About this task:
Show all lines of the listing that hold the word "query".

Exercise inputs:
* * *

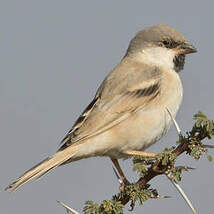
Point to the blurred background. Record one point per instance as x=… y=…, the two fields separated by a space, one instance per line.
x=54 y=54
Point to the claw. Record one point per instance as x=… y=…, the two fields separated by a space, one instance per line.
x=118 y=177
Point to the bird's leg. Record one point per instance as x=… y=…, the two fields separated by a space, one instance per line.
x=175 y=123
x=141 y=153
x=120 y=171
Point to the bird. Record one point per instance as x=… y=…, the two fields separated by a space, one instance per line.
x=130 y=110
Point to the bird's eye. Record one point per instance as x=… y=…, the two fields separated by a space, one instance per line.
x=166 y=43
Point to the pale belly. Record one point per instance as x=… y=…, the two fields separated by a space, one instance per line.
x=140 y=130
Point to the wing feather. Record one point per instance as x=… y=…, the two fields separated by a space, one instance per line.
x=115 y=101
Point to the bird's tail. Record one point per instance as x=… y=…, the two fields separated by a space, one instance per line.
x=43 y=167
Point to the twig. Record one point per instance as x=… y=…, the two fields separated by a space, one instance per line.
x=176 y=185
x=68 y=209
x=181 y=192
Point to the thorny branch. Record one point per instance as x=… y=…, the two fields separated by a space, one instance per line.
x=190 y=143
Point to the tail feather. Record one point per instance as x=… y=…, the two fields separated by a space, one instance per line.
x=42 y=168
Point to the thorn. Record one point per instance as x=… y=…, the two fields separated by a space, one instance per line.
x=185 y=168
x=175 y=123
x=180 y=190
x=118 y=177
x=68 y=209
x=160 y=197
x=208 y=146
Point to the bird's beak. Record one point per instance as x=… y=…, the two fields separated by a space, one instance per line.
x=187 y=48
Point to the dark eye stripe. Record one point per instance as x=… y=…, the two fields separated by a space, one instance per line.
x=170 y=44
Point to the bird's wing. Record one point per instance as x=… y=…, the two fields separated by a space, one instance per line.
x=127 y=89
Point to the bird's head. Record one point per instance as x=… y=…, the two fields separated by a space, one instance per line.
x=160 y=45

* * *

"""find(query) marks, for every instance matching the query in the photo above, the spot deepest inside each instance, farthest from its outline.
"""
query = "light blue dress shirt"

* * *

Solution for this problem:
"""find(query) marks, for every instance matching the query in the photo above, the spot deepest inside each instance, farthest from its outline.
query = "light blue dress shirt"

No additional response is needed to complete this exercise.